## About this task
Only an exact repetition of the entries will do.

** Opening Dataset entries block **

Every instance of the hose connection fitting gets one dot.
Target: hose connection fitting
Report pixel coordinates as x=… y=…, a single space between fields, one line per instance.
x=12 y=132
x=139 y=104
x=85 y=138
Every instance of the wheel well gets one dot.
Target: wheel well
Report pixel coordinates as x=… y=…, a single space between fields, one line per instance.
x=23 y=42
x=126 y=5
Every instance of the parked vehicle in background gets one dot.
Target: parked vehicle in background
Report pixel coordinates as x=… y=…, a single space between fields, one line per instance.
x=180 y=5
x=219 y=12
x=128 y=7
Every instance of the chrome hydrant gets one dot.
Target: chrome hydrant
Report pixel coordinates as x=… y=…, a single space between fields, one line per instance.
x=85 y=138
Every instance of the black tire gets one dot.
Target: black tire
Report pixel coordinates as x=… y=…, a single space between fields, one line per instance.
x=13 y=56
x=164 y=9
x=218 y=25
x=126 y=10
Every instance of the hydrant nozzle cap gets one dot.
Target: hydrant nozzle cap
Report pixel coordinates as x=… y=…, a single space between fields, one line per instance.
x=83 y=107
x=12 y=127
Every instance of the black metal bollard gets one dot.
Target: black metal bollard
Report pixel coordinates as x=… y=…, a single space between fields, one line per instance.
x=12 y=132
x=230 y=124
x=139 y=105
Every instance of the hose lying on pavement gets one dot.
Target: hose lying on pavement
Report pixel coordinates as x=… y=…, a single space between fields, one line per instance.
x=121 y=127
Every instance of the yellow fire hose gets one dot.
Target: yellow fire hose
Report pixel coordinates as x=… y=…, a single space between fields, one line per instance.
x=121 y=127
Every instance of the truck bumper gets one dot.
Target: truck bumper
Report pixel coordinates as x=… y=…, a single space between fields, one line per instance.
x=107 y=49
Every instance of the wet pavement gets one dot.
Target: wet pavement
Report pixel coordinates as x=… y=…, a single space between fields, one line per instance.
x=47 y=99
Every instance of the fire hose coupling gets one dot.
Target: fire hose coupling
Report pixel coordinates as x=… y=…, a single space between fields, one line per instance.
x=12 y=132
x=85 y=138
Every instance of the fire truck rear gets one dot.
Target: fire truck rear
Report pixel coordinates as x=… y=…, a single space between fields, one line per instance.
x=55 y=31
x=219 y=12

** Closing Dataset entries block **

## Response to this exercise
Every instance of the hose connection fitting gets one dot.
Target: hose connection fitting
Report pixel coordinates as x=… y=…, a single space between fields, one line per instance.
x=12 y=132
x=139 y=104
x=85 y=138
Every instance of the wheel well gets one dot.
Target: wheel well
Report pixel coordinates as x=… y=…, a single space between fields, one line per instance.
x=23 y=42
x=126 y=5
Every instance of the parked vehicle in background gets one dot.
Target: parked vehicle in background
Report pixel coordinates as x=… y=…, a single space between fields, one line per instance.
x=180 y=5
x=219 y=12
x=128 y=7
Every instance of the chrome hydrant gets one dot.
Target: chrome hydrant
Report pixel coordinates as x=… y=…, a single space between fields, one line per instance.
x=85 y=138
Every instance of the black tire gets one dot.
Target: black tire
Report pixel coordinates as x=… y=…, a single space between fields, one line per instance.
x=13 y=56
x=164 y=9
x=218 y=25
x=126 y=10
Every instance of the hydrant nozzle cap gets one dot.
Target: hydrant nozzle cap
Report pixel coordinates as x=… y=…, a single space between fields, one line per instance.
x=83 y=107
x=12 y=127
Every instance of the black metal bollard gets one dot.
Target: black metal bollard
Report pixel coordinates as x=… y=…, a single space between fields, one line per instance.
x=12 y=132
x=230 y=124
x=139 y=105
Every instance of the hose lying on pavement gets one dot.
Target: hose lying on pavement
Report pixel coordinates as x=… y=…, a single space between fields, one line per instance.
x=121 y=127
Every instance of the yellow fire hose gets one dot.
Target: yellow fire hose
Report pixel coordinates as x=… y=…, a single space between fields, one line per instance.
x=121 y=127
Every instance of the truck bumper gets one dot.
Target: truck bumper
Report pixel coordinates as x=… y=…, a single space between fields, one line per instance.
x=107 y=49
Every instance of the wet pavement gets one dot.
Target: wet pavement
Report pixel coordinates as x=… y=…, a single space between fields, one line per instance.
x=47 y=99
Every instance of the fire hose coupling gets one dot.
Target: fire hose coupling
Report pixel coordinates as x=… y=…, a single space between fields, one line per instance.
x=12 y=132
x=85 y=138
Every instance of the fire truck rear gets one dot.
Target: fire truck rear
Report pixel coordinates as x=… y=…, a single space between fields, one line per instance.
x=55 y=31
x=219 y=12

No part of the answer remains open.